## Work instruction
Every line of the listing below should be written out exactly.

━━━━━━━━━━━━━━━━━━━━

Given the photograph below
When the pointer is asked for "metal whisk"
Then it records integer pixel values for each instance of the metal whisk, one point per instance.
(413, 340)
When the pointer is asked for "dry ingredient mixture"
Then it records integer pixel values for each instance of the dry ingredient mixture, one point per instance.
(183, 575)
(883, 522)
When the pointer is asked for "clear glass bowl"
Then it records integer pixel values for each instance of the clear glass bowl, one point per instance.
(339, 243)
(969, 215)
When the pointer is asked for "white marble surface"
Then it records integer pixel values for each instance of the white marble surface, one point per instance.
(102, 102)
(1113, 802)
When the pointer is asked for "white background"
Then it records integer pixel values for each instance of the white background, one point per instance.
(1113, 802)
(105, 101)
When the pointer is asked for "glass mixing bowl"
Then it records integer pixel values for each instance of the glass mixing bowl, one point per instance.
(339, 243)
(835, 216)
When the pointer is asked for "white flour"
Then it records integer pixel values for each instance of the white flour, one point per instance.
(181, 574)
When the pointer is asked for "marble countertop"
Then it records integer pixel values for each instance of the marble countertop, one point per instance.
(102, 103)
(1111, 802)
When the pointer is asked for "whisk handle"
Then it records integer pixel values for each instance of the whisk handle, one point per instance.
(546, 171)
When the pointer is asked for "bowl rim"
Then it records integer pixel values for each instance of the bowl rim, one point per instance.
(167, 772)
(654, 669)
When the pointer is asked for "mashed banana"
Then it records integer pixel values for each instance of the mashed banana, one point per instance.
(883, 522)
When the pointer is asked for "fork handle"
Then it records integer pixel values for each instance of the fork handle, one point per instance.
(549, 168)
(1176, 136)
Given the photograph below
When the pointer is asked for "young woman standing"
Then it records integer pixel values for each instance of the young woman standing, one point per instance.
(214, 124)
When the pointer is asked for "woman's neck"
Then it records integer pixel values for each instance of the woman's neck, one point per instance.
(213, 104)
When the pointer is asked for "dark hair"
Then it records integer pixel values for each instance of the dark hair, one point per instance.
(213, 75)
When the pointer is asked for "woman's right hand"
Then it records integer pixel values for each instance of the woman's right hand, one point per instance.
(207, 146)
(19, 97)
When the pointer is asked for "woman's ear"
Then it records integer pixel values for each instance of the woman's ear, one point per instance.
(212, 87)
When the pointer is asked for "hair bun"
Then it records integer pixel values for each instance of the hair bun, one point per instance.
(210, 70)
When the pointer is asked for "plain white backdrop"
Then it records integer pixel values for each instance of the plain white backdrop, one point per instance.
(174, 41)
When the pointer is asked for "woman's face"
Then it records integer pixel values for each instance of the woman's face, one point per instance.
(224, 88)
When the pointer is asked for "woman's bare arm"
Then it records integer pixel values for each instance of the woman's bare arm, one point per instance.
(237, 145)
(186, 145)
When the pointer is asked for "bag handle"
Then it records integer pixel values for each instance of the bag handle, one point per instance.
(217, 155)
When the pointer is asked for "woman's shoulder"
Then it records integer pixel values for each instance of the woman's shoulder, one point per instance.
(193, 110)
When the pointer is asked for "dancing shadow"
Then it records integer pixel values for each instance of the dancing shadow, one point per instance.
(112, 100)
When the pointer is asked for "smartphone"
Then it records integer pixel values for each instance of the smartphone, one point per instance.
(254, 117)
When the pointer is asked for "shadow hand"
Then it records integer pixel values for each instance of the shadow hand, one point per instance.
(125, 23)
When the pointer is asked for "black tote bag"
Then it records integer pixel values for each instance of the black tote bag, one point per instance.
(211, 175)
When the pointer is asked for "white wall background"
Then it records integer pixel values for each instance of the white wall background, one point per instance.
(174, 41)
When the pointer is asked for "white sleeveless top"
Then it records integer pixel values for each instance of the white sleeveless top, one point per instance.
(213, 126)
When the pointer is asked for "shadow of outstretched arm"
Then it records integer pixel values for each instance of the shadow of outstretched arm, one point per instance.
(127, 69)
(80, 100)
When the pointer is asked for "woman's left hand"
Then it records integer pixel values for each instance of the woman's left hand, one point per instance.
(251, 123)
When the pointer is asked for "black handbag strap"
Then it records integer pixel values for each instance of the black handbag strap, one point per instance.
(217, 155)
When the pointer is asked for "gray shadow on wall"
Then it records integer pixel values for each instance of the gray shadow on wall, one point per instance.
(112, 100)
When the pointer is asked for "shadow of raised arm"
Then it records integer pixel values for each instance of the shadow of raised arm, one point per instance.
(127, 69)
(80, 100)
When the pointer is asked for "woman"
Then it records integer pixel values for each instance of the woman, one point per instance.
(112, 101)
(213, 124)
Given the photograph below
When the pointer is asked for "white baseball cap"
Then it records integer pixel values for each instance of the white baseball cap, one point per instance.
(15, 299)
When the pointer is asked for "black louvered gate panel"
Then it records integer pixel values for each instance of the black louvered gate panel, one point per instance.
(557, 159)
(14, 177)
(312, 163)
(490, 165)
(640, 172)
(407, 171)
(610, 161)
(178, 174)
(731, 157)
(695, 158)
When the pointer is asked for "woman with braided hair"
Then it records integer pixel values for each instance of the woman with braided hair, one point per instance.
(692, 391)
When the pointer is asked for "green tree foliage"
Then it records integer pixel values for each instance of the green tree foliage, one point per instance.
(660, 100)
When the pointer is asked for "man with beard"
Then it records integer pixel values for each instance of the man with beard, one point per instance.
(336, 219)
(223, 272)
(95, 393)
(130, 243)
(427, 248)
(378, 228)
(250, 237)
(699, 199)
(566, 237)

━━━━━━━━━━━━━━━━━━━━

## Task response
Given the photograph below
When the pointer is asked for "metal whisk"
Then it records integer pixel values for each instance of the metal whisk, one point per instance.
(413, 340)
When the pointer is asked for "dry ingredient mixture"
Then it records integer pixel values for each instance of the dry ingredient mixture, one point per instance.
(183, 575)
(883, 522)
When the pointer is asked for "clear glass bowl"
Then it records integer pixel values for each instance of the clear glass bowl, one point per instance.
(339, 243)
(969, 215)
When the pointer is asked for "white marble surface"
Then it records integer pixel values for each instance of the white marble surface, one point per instance.
(102, 102)
(1113, 802)
When the pointer is asked for "white background"
Then it records integer pixel values for each instance of the white background, one point per instance.
(1113, 802)
(105, 101)
When the pointer is asked for "glass mixing bowl"
Then it records integer pixel values for each instance of the glass mixing bowl, one point per instance.
(339, 243)
(835, 216)
When the pointer is asked for "white flour"
Then it records integer pixel values for each instance of the white flour, one point per instance.
(181, 574)
When the pointer is asked for "marble countertop"
Then it records integer pixel values for each instance of the marble countertop, one point per instance.
(102, 103)
(1111, 802)
When the pointer is asked for "whisk handle"
Then it records integer pixel values for each instance of the whisk handle, one point per instance.
(546, 171)
When the pointer is asked for "bowl rim"
Then it records integer pixel values for each instance of the bowl rim, one point per instance.
(167, 772)
(654, 669)
When the pointer is asked for "mashed banana"
Then it records integer pixel values for each instance of the mashed banana, one point per instance.
(883, 522)
When the pointer is asked for "fork handle"
Then it records integer pixel values for each instance of the fork handle, one point per instance.
(549, 168)
(1176, 136)
Given the photograph below
When the pointer is asked for "young woman standing"
Then it records integer pixel values for each instance of the young woman standing, one point per instance.
(214, 124)
When the pointer is asked for "woman's neck"
Then it records integer pixel values for each instance of the woman's neck, one point per instance.
(213, 104)
When the pointer is asked for "dark hair"
Then it records integer pixel values for each instance of the dark hair, one point per instance.
(213, 75)
When the pointer is asked for "woman's right hand"
Then it records integer pixel values for each instance of the woman's right hand, one point per instance.
(207, 146)
(19, 97)
When the pointer is asked for "woman's ear"
Then it records integer pixel values for each instance of the woman's ear, one point per instance.
(212, 87)
When the pointer is asked for "hair bun"
Then it records integer pixel values for each instance of the hair bun, one point per instance.
(210, 70)
When the pointer is asked for "plain white backdrop"
Then it records integer pixel values for each instance of the plain white backdrop, one point per instance.
(174, 41)
When the pointer is asked for "woman's face"
Then it records integer pixel values for each instance of the woman's face, one point per instance.
(224, 88)
When the pointer is asked for "woman's bare arm"
Then it records integer pixel values for each instance of the woman's bare arm, one point per instance.
(237, 145)
(186, 145)
When the pointer is asked for "bag handle"
Then it records integer pixel values for each instance of the bag handle, one point per instance.
(217, 155)
When the pointer is asked for "woman's shoulder"
Then it records integer pixel values for each instance of the woman's shoulder, one point per instance.
(193, 110)
When the pointer is asked for "dancing shadow"
Then it records integer pixel values for each instance of the dancing shadow, one point per instance.
(112, 100)
When the pointer is asked for "smartphone"
Then it records integer pixel values for each instance of the smartphone, one point per instance.
(254, 117)
When the pointer is asked for "shadow hand"
Then it records integer pixel values for each instance of the shadow hand, one point per instance.
(125, 23)
When the pointer is asked for "black tote bag"
Then it records integer pixel values for each instance of the black tote bag, one point per instance.
(211, 175)
When the pointer is asked for "white wall background"
Then it records integer pixel values for each instance of the white wall background, one point per instance.
(174, 41)
When the pointer is asked for "white sleeveless top"
Then it records integer pixel values for each instance of the white sleeveless top, one point per instance.
(213, 126)
When the pointer is asked for "shadow of outstretched arm"
Then it records integer pixel values for each instance of the shadow of outstretched arm, one point per instance.
(127, 69)
(80, 100)
When the pointer is asked for "woman's left hand"
Then it records integer pixel values for each instance of the woman's left hand, one point per instance.
(251, 123)
When the pointer is asked for "black handbag strap"
Then it records integer pixel values for each instance of the black handbag strap, one point per instance.
(217, 155)
When the pointer is asked for "gray shadow on wall"
Then it records integer pixel values for each instance of the gray shadow on wall, one point per instance.
(112, 100)
When the pointer is asked for "shadow of raised arm"
Then it records integer pixel values for each instance of the shadow of raised arm, one point per instance.
(127, 69)
(80, 100)
When the pointer is asked for "woman"
Then it records integer pixel values for each instance of the woman, one point per instance.
(112, 101)
(213, 124)
Given the photograph below
When the pointer is asked for "white baseball cap"
Then it records integer pixel values for each instance of the white baseball cap, one point per instance.
(15, 299)
When the pointer is asked for "black louvered gate panel"
Then it records integer pixel values for each instance of the black louvered gate panel, one point per instance.
(557, 159)
(14, 177)
(312, 163)
(490, 165)
(640, 172)
(407, 171)
(610, 161)
(178, 174)
(731, 157)
(695, 158)
When the pointer is asked for "woman with braided hair"
Then it records integer pixel values for each instance of the woman with braided hair, one point per instance.
(692, 391)
When the pointer is asked for "green tree foliage"
Then it records integer pixel values for each instance of the green tree foliage, one point per instance.
(660, 100)
When the pointer is asked for "man with beard"
Then it records integer pixel values for each instance of the man with beard, one point per instance.
(336, 219)
(223, 272)
(95, 393)
(130, 243)
(427, 248)
(378, 228)
(250, 237)
(699, 199)
(566, 237)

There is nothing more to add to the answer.